> Provided passage
◇ ◇ ◇ ◇ ◇ ◇ ◇

States which ban fracking, such as Maryland and New York, are denying their citizens the rewards and local benefits that come with shale development.
The economy-wide, macro-scale benefits of hydraulic fracturing have been well-documented and are indeed palpable in our everyday experiences in the form of noticeably more affordable energy. With the influx of shale oil on the market, for example, we’re seeing lower gasoline prices this summer than we have in over a decade. The national average is currently around $2.25-per-gallon—$1.30 less than it was three years ago. Multiplied by the 140 billion barrels of gasoline American drivers use each year, this means a total savings of $180 billion than can be put to use elsewhere in our economy.
Nevertheless, fracking remains a misunderstood and maligned technique for energy development. Earlier this year Maryland became the third state to ban fracking outright, with Governor Larry Hogan signing the bill in April.
“The possible environmental risks of fracking simply outweigh any potential benefits,” Hogan said. “This legislation, I believe, is an important initiative to safeguard our environment.”
Taken at face value, Hogan’s statement portends care and concern for the people of Maryland. As with any technology, we should absolutely evaluate the potential risks and weigh them against the potential benefits. The problem is that Hogan’s calculation doesn’t pass muster.
Any risks that fracking poses, it stands to reason, would be felt most intensely by those who live, work, and play closest to fracking infrastructure. Those same people, however, have the most to gain from fracking.
As other states’ experiences have shown, the value of fracking accrues most directly to the people closest to it who benefit not only from the economy-wide impact, but from leasing contracts, royalties, and private sector investments. While Marylanders will continue to experience fracking’s positives that resonate throughout our economy—lower prices—they’ll miss out on a great deal.
In Texas, for instance, a new study from the Academy of Medicine, Engineering, and Science of Texas, titled Environmental and Community Impacts of Shale Development in Texas, yielded the following findings:
- In 2014, shale development in the Permian, Eagle Ford, and Haynesville plays accounted for $27 billion in royalties paid to private landowners.

◇ ◇ ◇ ◇ ◇ ◇ ◇

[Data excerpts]
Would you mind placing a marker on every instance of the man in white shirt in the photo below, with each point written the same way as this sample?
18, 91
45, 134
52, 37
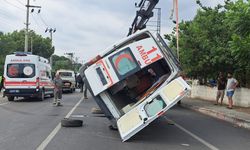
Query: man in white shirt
231, 86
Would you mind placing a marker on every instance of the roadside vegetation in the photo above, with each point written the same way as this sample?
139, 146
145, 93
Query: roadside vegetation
217, 39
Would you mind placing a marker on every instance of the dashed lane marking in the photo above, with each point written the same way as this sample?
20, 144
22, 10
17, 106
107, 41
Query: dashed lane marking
4, 104
44, 144
210, 146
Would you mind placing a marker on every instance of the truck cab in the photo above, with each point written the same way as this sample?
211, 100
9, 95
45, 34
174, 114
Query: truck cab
69, 80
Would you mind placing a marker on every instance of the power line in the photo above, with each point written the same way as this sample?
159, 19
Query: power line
14, 5
44, 22
9, 24
36, 22
20, 2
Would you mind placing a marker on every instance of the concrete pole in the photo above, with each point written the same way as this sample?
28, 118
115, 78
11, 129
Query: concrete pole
177, 29
27, 28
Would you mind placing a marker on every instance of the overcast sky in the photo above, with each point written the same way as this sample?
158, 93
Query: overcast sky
86, 27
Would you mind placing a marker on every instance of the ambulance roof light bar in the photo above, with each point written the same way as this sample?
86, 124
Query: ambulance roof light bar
22, 53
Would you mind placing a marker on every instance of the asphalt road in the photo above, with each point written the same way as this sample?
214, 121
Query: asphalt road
27, 124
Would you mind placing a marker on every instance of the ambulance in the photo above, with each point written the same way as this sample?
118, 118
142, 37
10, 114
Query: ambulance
135, 81
27, 75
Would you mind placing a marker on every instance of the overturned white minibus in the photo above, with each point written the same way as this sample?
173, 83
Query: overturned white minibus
135, 81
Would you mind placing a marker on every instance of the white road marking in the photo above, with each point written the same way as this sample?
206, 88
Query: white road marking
4, 104
43, 145
210, 146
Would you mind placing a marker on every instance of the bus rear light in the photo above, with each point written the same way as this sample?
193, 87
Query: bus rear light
94, 60
37, 83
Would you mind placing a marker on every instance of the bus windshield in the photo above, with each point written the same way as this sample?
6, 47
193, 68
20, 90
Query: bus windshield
124, 63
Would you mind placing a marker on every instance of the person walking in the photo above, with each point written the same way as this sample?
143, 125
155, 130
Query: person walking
1, 83
58, 90
80, 82
221, 86
85, 90
230, 88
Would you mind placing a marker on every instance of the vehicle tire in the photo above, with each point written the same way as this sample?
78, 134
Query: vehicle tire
71, 123
11, 98
42, 96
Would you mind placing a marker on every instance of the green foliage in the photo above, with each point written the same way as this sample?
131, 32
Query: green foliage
217, 39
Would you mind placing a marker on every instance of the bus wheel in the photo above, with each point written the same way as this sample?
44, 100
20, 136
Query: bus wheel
10, 98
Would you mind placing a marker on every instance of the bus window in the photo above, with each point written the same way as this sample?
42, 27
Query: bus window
124, 63
101, 76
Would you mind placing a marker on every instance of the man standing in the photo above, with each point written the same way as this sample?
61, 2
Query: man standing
85, 89
80, 82
221, 86
1, 83
58, 90
231, 86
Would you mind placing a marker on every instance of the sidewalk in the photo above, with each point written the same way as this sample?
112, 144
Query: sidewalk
238, 116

◇ ◇ ◇ ◇ ◇ ◇ ◇

> Assignment
Decide whether each statement agrees with the fracking text, answering yes or no and quoting the deciding words of the text: 1. Maryland was the first state to ban fracking outright. 2. Governor Larry Hogan signed Maryland's fracking ban in April. 3. In 2014, shale development in the Permian, Eagle Ford, and Haynesville plays accounted for $27 billion in royalties paid to the state government. These records are separate material and are not part of the text about fracking.

> Your response
1. No: "Earlier this year Maryland became the third state to ban fracking outright"
2. Yes: "with Governor Larry Hogan signing the bill in April"
3. No: "accounted for $27 billion in royalties paid to private landowners"